▶ Data for this exercise
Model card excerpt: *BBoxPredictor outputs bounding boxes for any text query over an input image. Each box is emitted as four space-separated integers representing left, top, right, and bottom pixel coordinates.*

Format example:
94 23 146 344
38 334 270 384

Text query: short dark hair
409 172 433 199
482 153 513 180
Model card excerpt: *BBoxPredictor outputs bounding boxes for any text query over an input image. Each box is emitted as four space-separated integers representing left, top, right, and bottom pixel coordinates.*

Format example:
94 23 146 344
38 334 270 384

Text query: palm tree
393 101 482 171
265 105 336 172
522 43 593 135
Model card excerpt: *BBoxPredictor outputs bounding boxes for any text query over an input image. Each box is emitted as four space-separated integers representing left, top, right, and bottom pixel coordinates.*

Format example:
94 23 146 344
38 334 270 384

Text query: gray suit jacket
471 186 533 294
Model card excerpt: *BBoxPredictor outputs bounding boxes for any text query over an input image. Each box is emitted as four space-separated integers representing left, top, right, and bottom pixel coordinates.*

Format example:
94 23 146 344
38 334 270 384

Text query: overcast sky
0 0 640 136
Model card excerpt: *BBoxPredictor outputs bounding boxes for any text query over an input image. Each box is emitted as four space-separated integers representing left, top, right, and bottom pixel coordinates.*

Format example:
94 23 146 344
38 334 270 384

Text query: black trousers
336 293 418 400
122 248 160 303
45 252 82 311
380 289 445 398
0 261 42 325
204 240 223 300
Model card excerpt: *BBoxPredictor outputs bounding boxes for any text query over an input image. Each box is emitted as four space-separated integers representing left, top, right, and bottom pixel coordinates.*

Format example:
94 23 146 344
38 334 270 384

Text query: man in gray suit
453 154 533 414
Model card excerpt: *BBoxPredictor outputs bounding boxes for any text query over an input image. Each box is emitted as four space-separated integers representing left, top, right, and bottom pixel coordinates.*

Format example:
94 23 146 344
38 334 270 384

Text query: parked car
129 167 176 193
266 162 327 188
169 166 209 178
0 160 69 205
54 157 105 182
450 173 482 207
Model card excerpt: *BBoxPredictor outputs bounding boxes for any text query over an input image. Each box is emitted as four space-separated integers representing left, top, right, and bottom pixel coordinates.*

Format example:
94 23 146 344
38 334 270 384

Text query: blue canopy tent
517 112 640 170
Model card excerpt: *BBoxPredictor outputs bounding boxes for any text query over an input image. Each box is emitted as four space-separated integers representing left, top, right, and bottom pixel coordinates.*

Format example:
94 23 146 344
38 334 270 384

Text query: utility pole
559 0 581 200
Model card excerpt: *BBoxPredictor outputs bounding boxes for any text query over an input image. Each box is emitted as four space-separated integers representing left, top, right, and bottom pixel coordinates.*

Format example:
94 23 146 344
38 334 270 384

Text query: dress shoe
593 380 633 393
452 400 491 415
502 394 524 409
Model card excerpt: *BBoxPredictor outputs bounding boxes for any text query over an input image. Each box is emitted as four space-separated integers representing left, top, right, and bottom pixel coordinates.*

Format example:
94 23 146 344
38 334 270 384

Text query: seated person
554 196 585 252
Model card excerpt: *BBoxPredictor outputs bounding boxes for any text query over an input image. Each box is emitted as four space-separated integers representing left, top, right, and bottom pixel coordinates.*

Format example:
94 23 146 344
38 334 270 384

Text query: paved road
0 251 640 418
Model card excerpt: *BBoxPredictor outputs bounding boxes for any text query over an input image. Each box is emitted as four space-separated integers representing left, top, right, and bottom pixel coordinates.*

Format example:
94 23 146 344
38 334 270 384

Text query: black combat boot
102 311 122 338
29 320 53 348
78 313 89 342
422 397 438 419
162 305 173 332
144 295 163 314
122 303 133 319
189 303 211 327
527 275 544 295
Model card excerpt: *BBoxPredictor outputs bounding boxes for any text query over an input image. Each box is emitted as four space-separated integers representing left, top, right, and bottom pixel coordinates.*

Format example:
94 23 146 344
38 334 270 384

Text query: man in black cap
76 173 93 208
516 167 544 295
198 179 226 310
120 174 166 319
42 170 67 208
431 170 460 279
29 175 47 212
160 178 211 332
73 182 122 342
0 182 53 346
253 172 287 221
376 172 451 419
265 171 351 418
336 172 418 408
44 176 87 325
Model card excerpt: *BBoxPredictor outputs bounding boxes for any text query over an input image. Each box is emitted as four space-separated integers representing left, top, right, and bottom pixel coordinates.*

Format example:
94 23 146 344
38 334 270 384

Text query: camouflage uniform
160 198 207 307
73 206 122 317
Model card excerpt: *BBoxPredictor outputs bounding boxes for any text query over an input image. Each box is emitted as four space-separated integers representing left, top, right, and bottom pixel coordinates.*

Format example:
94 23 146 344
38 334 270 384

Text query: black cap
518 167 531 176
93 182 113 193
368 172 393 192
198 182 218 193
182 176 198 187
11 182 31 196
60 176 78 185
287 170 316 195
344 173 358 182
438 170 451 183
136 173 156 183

▶ Task prompt
Extract every line of the records that contains the string "black", treating uppercase and lowercase letters as distinct.

▶ Exercise result
Text query: black trousers
Text query: black combat boot
Text query: man in black cap
Text query: black cap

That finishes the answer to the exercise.